## [What the exercise asks]
Give back all of the records, exactly and completely.

--- Dataset Enclosed Below ---

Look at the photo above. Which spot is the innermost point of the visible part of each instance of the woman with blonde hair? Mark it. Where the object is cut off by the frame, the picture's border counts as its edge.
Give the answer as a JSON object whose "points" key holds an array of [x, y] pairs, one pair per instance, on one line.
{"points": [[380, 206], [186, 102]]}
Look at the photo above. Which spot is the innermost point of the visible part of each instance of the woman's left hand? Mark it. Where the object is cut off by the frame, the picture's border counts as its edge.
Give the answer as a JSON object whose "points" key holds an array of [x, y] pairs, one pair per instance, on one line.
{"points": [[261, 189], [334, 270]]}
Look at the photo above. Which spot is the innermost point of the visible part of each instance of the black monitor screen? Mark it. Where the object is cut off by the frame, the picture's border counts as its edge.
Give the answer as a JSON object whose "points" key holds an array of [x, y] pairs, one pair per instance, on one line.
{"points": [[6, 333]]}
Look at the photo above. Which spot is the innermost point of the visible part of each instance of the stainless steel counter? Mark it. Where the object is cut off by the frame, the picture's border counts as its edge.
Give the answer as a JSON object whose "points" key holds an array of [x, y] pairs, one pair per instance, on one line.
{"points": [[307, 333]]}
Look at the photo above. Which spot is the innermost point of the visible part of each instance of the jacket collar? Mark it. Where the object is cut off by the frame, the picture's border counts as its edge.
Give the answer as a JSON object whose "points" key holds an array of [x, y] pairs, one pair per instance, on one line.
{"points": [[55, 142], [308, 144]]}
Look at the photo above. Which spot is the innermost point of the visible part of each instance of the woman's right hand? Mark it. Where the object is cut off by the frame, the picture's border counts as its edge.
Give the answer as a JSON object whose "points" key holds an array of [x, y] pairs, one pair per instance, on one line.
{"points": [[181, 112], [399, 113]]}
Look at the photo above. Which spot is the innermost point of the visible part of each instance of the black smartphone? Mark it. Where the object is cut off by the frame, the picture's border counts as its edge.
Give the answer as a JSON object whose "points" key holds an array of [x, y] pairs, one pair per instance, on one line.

--- End of Enclosed Dataset ---

## [Answer box]
Look at the photo above. Which spot is the innermost point of the visible part of each instance of the woman with blonde hair? Mark it. Where the object is cut off by the frame, the picture's border counts as its edge.
Give the answer as a JSON object whose "points" key holds an array of [x, y] pairs, one pair per instance, on one line.
{"points": [[380, 206], [186, 102]]}
Look at the photo above. Which spot is the innermost point of the visible part of each instance of the woman's left hand? Mark it. Where the object is cut off by the frame, the picture's border counts as its edge.
Give the answer as a JSON object whose "points" key holds an array of [x, y] pairs, one pair per instance, on one line.
{"points": [[261, 189], [334, 270]]}
Look at the photo above. Which spot is the innermost point of the visible part of each instance of the black monitor screen? Mark it. Where the object is cut off by the frame, the picture's border counts as its edge.
Give the answer as a JSON object whose "points" key holds an array of [x, y] pairs, one pair per instance, on one line.
{"points": [[6, 333]]}
Look at the photo above. Which spot is the innermost point of the visible part of each instance of the stainless steel counter? Mark it. Where the object is cut off by the frame, the picture's border counts as its edge.
Give the answer as a JSON object whose "points" key holds an array of [x, y] pairs, one pair per instance, on one line.
{"points": [[307, 333]]}
Look at the photo above. Which spot is the innermost point of the visible part of each instance of the jacket collar? Mark it. Where the object is cut off by the frame, the picture's border counts as its edge.
Give the answer as a JSON object whose "points" key holds an array of [x, y] pairs, one pair per instance, on one line.
{"points": [[55, 142], [308, 144]]}
Look at the photo above. Which spot is the innermost point of the visible part of each instance of the woman's right hand? Mark it. Where the object is cut off by the frame, the picture's border counts as its edge.
Give the answer as a JSON object whose "points" key holds an array of [x, y] pairs, one pair per instance, on one line.
{"points": [[181, 112], [399, 113]]}
Look at the photo above. Which spot is the innermost point of the visible part of each instance of the black smartphone? Mark it. Where the object is cut off by the frame, the picture's border counts as its edge.
Give the answer as a JSON object whose "points" key holds an array of [x, y] pairs, one pair per instance, on one line.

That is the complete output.